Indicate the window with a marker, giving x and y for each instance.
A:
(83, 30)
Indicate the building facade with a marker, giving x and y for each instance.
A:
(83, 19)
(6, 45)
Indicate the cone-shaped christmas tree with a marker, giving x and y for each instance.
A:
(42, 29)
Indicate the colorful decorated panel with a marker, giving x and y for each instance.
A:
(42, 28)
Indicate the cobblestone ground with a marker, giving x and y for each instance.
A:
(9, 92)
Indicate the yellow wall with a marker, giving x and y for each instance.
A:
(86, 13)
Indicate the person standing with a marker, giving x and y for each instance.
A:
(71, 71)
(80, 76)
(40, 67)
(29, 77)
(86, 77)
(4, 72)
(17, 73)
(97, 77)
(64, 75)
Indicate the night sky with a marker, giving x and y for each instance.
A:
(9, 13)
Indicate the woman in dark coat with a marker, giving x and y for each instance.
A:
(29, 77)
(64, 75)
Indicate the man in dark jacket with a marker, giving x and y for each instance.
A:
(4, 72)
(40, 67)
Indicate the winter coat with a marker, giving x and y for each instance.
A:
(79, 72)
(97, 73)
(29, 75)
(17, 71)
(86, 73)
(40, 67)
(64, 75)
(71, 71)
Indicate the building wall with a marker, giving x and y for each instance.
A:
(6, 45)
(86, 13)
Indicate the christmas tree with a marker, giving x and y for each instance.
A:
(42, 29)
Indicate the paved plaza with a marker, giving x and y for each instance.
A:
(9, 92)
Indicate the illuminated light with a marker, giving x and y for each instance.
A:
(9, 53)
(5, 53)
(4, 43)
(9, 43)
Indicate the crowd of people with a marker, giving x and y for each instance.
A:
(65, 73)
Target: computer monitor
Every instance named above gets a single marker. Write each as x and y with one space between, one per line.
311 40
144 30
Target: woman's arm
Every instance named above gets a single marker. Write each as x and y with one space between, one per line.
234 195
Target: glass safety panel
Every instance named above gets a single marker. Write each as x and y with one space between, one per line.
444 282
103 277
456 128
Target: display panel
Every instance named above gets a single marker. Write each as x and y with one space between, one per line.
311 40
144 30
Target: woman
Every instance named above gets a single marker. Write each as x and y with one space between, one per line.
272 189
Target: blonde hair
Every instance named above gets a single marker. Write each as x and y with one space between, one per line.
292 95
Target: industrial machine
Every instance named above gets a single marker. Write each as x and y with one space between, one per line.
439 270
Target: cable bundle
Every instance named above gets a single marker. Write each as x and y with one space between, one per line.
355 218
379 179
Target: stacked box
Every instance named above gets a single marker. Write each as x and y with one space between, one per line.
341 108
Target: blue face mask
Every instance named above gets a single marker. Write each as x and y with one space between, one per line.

======

> **WORK ITEM**: Repeat all of the records above exactly as written.

> **EXERCISE OUTPUT**:
Indicate the window with a marker, giving x and y for each instance.
A:
(83, 30)
Indicate the building facade with a marker, giving x and y for each instance.
A:
(83, 19)
(6, 45)
Indicate the cone-shaped christmas tree with a marker, giving x and y for each instance.
A:
(42, 29)
Indicate the colorful decorated panel with a marker, giving x and y for each instance.
A:
(42, 28)
Indicate the cobblestone ground with a marker, giving x and y for each instance.
A:
(9, 92)
Indicate the yellow wall with a marker, giving x and y for each instance.
A:
(86, 13)
Indicate the person standing with a marker, giving x and y for each instance.
A:
(71, 71)
(80, 76)
(40, 67)
(29, 77)
(86, 77)
(4, 72)
(17, 73)
(97, 77)
(64, 75)
Indicate the night sky with a marker, giving x and y for each instance.
A:
(9, 13)
Indicate the woman in dark coat with a marker, giving x and y for each instance.
A:
(29, 77)
(64, 75)
Indicate the man in dark jacket with a marker, giving x and y for each instance.
A:
(4, 72)
(40, 67)
Indicate the winter coat with a marker, giving x and y for each instance.
A:
(79, 72)
(97, 73)
(29, 75)
(17, 71)
(86, 73)
(40, 67)
(64, 75)
(71, 71)
Indicate the building wall with a marker, giving x and y for each instance.
A:
(6, 45)
(86, 13)
Indicate the christmas tree with a marker, giving x and y for each instance.
A:
(42, 29)
Indicate the paved plaza with a marker, giving x and y for each instance.
A:
(9, 92)
Indicate the illuminated light with a marker, giving x and y for each instance.
A:
(9, 53)
(5, 53)
(4, 43)
(9, 43)
Indicate the crowd of people with a marker, giving x and y for each instance.
A:
(65, 73)
Target: computer monitor
Every instance named above gets a single marker. Write each as x and y with one space between, one per line.
311 40
144 30
Target: woman's arm
Every instance named above gets a single marker. Write each as x and y with one space between, one per line.
234 195
Target: glass safety panel
Every instance named above gets a single marker. Write each as x and y with one space between, one per line.
444 282
103 277
456 128
Target: display panel
Every instance named above gets a single marker. Write each as x and y with one space between, one per line.
311 40
144 30
Target: woman
Every instance named above gets a single marker. Write each as x and y with one space between, one per line.
272 189
Target: blonde hair
Every instance named above gets a single marker. Write each as x and y with one space between, one per line.
292 95
Target: industrial machine
Every instance named above gets a single marker. Write each as x and y with one space between, one per line.
439 270
Target: cable bundle
Every instance named above gets a single marker. Write each as x and y with one space between, one per line.
355 218
379 179
Target: stacked box
Every instance named above gets a single marker. Write each as x and y with one space between, one per line.
341 108
Target: blue face mask
Every instance named above gets a single marker. Write each as x and y with one space between, one per line.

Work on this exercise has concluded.